== TEXTE À LIRE
Quelle que soit la manière dont on conçoive la possibilité d’une réconciliation à la fin de l’histoire, il faut donc postuler l’existence d’une réalité dernière, immuable, et admettre la nécessité d’un saut vers un absolu dont le temps et l’histoire sont par définition incapables. Car il est de la nature même du temps d’échapper à toute solution rationnelle qu’on peut proposer à son endroit. L’idée de temps est paradoxale, car elle exige que ce temps ait un sens, comme tout écoulement, et ce sens à son tour postule une nécessité qui aboutit à la négation même du temps. Fait-on au contraire de ce dernier une pure liberté, dès lors toute continuité est proscrite et l’on se trouve en présence d’une série invertébrée d’instants sans liens. Au demeurant, la conception d’une fin de l’histoire est elle-même de l’ordre de l’impossible. Certes, on peut imaginer une mort thermique de l’univers, en ce moment dernier où, tout mouvement ayant cessé, le concept de temps physique et objectif n’aura plus en effet aucune signification. Mais aussi ne l’imagine-t-on que parce que, ce faisant, nous restons situés dans une durée humaine qui déborde, englobe le temps scientifique. Au contraire, si nous supposons cette durée elle-même abolie, nous nous trouvons alors en dehors du temps, en dehors de l’humain, et la conception d’un accomplissement de l’histoire ne diffère plus alors de n’importe quel mythe d’au-delà. Ainsi cette société sans classes et sans luttes que nous annonce le marxisme est bien en quelque manière l’équivalent humain de la stagnation définitive de l’univers : mais il est évident que l’humanité, parvenue à ce stade, ou bien se trouvera abolie, ou bien expérimentera une nouvelle naissance qui nous la rendra aussi étrangère que si elle avait cessé d’être. Marx est sans doute parfaitement conscient de cette conséquence, puisqu’il admet que, si la libération totale de l’homme doit le guérir de sa misère, elle l’en guérit précisément et d’abord en le rachetant de son angoisse et des vaines questions qu’il se pose, en abolissant la philosophie, c’est-à-dire l’activité où l’homme prend, dans le temps, conscience de son destin. Et la résolution de l’économie sonne bien la fin du souci et du temps humain.
Concluons donc que tout passage à la limite fait perdre au temps sa seule réalité possible, et à son sens toute espèce de signification. On ne descend pas en esprit le cours du temps, pas plus que sur ces frêles machines que Wells inventa. Aussi devant les théories de l’histoire éprouvons-nous le même dépit qu’à la lecture d’un livre où le héros nous raconte son agonie, et où nous comprenons soudain, à la dernière page, que ce livre n’a pas même pu être écrit. La difficulté est ici celle de toutes les cosmogonies : comment restituer le tout avec le peu que nous en connaissons ? On pourrait, en retournant le mot de Valéry, dire qu’à la fin des temps est la Fable, et qu’elle y sera toujours.
====
== DONNÉES FOURNIES
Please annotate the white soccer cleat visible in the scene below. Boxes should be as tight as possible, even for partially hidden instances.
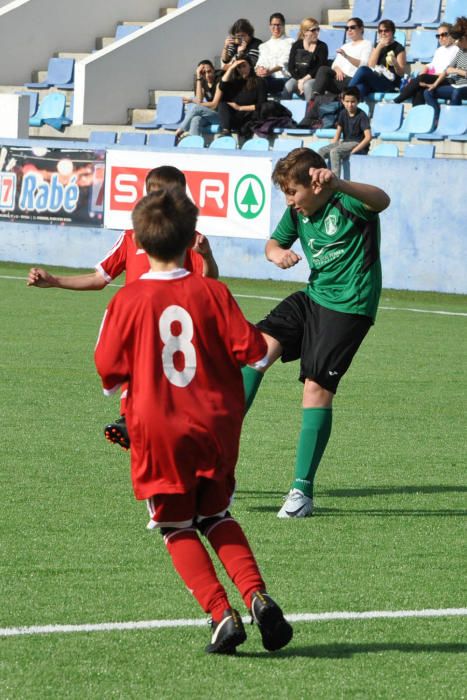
====
## À FAIRE
• A. Relevez tous les noms de personnes cités dans le texte sur le temps et l'histoire, dans leur ordre d'apparition.
• B. Recopiez le passage du texte sur le temps et l'histoire qui commence par « Concluons donc que » et se poursuit jusqu'à « y sera toujours. ».

## RÉPONSES PAR TÂCHE
• A.
Marx
Wells
Valéry

• B.
Concluons donc que tout passage à la limite fait perdre au temps sa seule réalité possible, et à son sens toute espèce de signification. On ne descend pas en esprit le cours du temps, pas plus que sur ces frêles machines que Wells inventa. Aussi devant les théories de l’histoire éprouvons-nous le même dépit qu’à la lecture d’un livre où le héros nous raconte son agonie, et où nous comprenons soudain, à la dernière page, que ce livre n’a pas même pu être écrit. La difficulté est ici celle de toutes les cosmogonies : comment restituer le tout avec le peu que nous en connaissons ? On pourrait, en retournant le mot de Valéry, dire qu’à la fin des temps est la Fable, et qu’elle y sera toujours.